**PROBLEM**: Take the data that follows and return it exactly.

═════ MATERIALS PROVIDED

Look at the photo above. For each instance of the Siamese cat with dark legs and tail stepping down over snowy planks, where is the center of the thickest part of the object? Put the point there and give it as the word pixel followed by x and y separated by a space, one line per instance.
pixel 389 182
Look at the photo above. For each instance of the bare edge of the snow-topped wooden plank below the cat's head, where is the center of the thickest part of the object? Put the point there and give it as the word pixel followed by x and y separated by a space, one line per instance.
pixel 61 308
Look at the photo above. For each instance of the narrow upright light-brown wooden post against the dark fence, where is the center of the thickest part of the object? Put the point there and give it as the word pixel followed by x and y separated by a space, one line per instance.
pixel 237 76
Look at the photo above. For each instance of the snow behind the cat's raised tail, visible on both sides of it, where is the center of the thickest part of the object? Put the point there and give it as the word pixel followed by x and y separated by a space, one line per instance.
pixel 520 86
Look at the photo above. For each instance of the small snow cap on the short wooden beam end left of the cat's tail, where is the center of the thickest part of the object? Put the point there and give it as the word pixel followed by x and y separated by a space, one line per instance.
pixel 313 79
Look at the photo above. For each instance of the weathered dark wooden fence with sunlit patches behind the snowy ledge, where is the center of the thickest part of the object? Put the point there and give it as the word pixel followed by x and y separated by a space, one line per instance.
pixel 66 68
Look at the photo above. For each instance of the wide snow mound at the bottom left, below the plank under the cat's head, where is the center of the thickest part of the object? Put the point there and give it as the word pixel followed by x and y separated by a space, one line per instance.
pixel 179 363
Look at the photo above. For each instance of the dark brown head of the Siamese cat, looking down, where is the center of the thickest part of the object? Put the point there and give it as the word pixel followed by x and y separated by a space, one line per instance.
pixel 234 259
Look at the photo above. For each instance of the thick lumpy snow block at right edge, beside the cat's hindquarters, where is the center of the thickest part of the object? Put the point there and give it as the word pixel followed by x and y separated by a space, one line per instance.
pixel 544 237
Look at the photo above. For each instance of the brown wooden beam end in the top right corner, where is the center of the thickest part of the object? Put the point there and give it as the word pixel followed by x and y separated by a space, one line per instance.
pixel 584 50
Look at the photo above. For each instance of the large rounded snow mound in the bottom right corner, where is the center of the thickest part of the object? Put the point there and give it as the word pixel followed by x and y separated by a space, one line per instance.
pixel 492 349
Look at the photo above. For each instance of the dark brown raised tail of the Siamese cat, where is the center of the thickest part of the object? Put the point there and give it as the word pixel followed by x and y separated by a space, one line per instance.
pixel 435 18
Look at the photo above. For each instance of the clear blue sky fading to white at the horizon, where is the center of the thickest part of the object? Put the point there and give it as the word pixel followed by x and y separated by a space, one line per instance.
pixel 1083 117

══════════

**RESPONSE TO THE TASK**:
Look at the photo above. For each instance of the Siamese cat with dark legs and tail stepping down over snowy planks, where is the center of the thickest part of the object? Put the point there and give it as the word pixel followed by x and y separated by a space, one line per instance.
pixel 389 182
Look at the photo above. For each instance of the bare edge of the snow-topped wooden plank below the cat's head, where is the center of the thickest part of the object? Put the point there and give it as the word pixel followed by x and y separated by a space, one line per instance.
pixel 61 308
Look at the photo above. For each instance of the narrow upright light-brown wooden post against the dark fence, where is the center of the thickest part of the object? Put the point there and give it as the word pixel followed by x and y separated by a space, one line per instance.
pixel 237 76
Look at the photo above. For each instance of the snow behind the cat's raised tail, visible on both sides of it, where is the center of the thickest part of the object? Put the point there and give it as the word pixel followed by x and y separated by a space, one line per instance.
pixel 520 86
Look at the photo above. For each instance of the small snow cap on the short wooden beam end left of the cat's tail, where is the center of the thickest part of the object? Put the point there and give it as the word pixel followed by x and y separated by a space, one line per instance.
pixel 313 79
Look at the photo above. For each instance of the weathered dark wooden fence with sunlit patches behind the snowy ledge, where is the center of the thickest part of the object? Put the point there and give it as the word pixel followed by x and y separated by a space, one line per instance.
pixel 66 68
Look at the photo above. For each instance of the wide snow mound at the bottom left, below the plank under the cat's head, where is the center of the thickest part of the object? Put the point there and give it as the word pixel followed by x and y separated by a space, one line per instance.
pixel 179 363
Look at the photo above. For each instance of the dark brown head of the Siamese cat, looking down, where is the center of the thickest part of the object? Put the point there and give it as the word pixel followed by x and y separated by a space, one line per instance.
pixel 234 259
Look at the photo above. For each instance of the thick lumpy snow block at right edge, beside the cat's hindquarters, where is the center of the thickest part of the object? Put the point there and give it as the word pixel followed by x and y separated by a space, one line per instance.
pixel 544 237
Look at the photo above. For each instance of the brown wooden beam end in the top right corner, where is the center of the thickest part of the object? Put the point there and give it as the word pixel followed by x and y separated by a space, one line per instance.
pixel 584 50
Look at the photo above. For each instance of the large rounded snow mound in the bottom right corner, where is the center of the thickest part of the object? Put the point there and give it as the word pixel followed by x and y separated by a space, one line per instance.
pixel 492 349
Look at the photo above. For each instance of the dark brown raised tail of the Siamese cat, where is the center of the thickest part of the object? Put the point there and give it as the word pixel followed by x and y separated by a space, one line per instance.
pixel 435 18
Look at the photo above. For each instance of the clear blue sky fading to white at the horizon, where is the center of the thickest part of the object? Put the point there and give it as the word pixel followed by x and y separated by a space, one line per instance.
pixel 1083 117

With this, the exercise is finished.